_STATED GOAL_
Copy the passage of the forum thread starting at "The fact that the abuser" and ending at "matter to the Civil Magistrate.", swapping "brother" for "member".

_READING PASSAGE_
** begin **

Any biblical advice, especially with verses to back up the advice, would be greatly appreciated.

Many thanks!


----------



## Romans922 (Feb 27, 2022)

You have a duty in the CHURCH, and also a duty to the CIVIL MAGISTRATE. I'm not sure of N. Ireland laws. But often here in the USA, Pastors have to report such abuse, doctors too. Some places all people have to report it if they become aware of it. And the Lord has given the sword to the magistrate for a reason (to the physical keeping of the 6th commandment and 7th commandment). "Due to the fact that they live in a country where a prison sentence for a child molester is effectively a death sentence the family have not reported him, but have rather cut off all ties." All the more the sword (magistrate) should have kept him from it, but it did not. This and punishments should not keep us from going to the magistrate. Sin has consequences my friend, and we are not the determiners of who truly repents or not, nor is that the magistrate's duty to determine. They have civil laws, in this case, very much aligned with God's law and violators of the 7th commandment. And punishments for it. They are there for a reason... 

So too this should be taken to the church court (if a Christian), and elders are to determine if there is true repentance. Sometimes repentance looks like I got caught so I'm sorry, but there is no true heart change. But even in the Church, repentance does not eliminate church discipline. There are consequences for sin, and that is to be determined by the elders.

Sexual abusers are often great manipulators, and apologetic. But sexual abusers have some great theological problems. Heart problems. And if they have done this once, they are very very likely to do it again, and may have done it previously. This is why it is important to submit to the civil and ecclesiastical authorities as God has placed them there, and for them to handle the situation.

Gal. 6:1-2; Heb. 13:17 - ecclesiastical
Rom. 13:1-7 - civil

Reactions: Like 15 | Amen 1


----------



## Smeagol (Feb 27, 2022)

The 6 year child whom cannot defend themselves is owed to have her offender reported to the authorities (ecclesiastical & civil). This is also to the benefit of loving your neighbors in the community. If those involved are part of the church, this needs to be addressed by the elders. However, this was also a civil sin and should be reported to the civil magistrate as well, to allow them to have a say in judgment.

The fact that the abuser does not want to be reported and face their judgment is likely a sign of half-hearted or false repentance. If the Elders believe the repentance is genuine, then yes treat the brother as being forgiven, but likely with behavioral restrictions to help the brother not stumble again. BUT, this in no way negates the duty owed of reporting the matter to the Civil Magistrate.

Reactions: Like 9 | Love 1


----------



## Romans922 (Feb 27, 2022)

I agree with this Grant as well.


----------



## Pergamum (Feb 27, 2022)

His soul can be forgiven, but his flesh needs to be destroyed by the civil magistrate in the utmost manner. He needs to die.

You bear gross sin yourself if you do not report.

Reactions: Like 6 | Amen 5


----------



## Beoga (Feb 27, 2022)

** end **

_ENTRIES PROVIDED_
** begin **

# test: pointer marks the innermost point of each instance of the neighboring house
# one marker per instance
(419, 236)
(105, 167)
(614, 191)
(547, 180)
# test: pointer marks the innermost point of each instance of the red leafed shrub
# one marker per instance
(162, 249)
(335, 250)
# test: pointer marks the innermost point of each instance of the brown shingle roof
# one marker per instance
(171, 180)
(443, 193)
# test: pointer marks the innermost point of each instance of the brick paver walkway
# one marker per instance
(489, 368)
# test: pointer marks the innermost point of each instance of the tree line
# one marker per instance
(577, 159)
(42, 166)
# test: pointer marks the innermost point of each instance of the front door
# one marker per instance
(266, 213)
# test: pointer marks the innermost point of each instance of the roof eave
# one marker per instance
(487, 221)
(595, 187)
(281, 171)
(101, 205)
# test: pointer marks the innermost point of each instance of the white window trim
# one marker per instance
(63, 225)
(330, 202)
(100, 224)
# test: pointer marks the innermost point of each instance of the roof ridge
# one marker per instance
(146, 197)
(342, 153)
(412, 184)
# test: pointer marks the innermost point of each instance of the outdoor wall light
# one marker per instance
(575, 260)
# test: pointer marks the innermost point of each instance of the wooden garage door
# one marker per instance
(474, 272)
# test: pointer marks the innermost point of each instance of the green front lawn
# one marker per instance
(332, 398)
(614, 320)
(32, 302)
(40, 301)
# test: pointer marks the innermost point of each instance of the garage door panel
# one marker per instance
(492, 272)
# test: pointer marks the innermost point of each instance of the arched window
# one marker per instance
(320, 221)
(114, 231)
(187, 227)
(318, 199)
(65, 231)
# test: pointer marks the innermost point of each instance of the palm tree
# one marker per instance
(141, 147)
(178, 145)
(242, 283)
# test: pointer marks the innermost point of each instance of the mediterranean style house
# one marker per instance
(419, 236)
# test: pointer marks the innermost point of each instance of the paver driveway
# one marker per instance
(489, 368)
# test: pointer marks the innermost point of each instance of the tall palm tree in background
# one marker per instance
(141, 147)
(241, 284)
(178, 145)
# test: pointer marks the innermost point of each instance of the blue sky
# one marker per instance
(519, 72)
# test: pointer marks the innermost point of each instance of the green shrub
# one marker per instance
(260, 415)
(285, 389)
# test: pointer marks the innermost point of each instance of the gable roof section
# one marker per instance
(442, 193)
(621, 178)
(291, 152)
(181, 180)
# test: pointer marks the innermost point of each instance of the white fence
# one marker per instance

** end **

_SOLUTION_
The fact that the abuser does not want to be reported and face their judgment is likely a sign of half-hearted or false repentance. If the Elders believe the repentance is genuine, then yes treat the member as being forgiven, but likely with behavioral restrictions to help the member not stumble again. BUT, this in no way negates the duty owed of reporting the matter to the Civil Magistrate.